PROBLEM TO WORK ON:
Rewrite the material below, replacing every "rough mask" with "coarse mask" and keeping everything else the same. Leave out the picture.

(INPUT DATA)

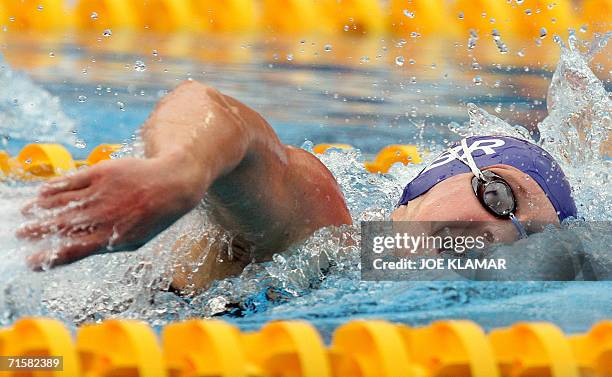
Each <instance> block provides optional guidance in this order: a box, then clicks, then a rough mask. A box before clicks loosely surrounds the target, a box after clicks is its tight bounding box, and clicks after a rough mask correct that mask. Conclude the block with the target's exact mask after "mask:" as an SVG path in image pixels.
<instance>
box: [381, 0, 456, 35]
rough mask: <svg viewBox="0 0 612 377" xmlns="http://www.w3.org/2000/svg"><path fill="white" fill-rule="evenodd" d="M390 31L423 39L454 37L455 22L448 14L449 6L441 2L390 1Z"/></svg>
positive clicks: (399, 0) (397, 33)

(End INPUT DATA)

ANSWER TO THIS EXERCISE:
Each <instance> block provides optional guidance in this order: a box, then clicks, then a coarse mask. A box before clicks loosely surrounds the target, a box after clicks is its tight bounding box, and clicks after a coarse mask correct that mask. Conclude the block with the target's exact mask after "mask:" as an SVG path in image pixels.
<instance>
box: [381, 0, 456, 35]
coarse mask: <svg viewBox="0 0 612 377" xmlns="http://www.w3.org/2000/svg"><path fill="white" fill-rule="evenodd" d="M390 31L423 39L454 37L455 22L448 14L449 6L441 2L390 1Z"/></svg>
positive clicks: (399, 0) (397, 33)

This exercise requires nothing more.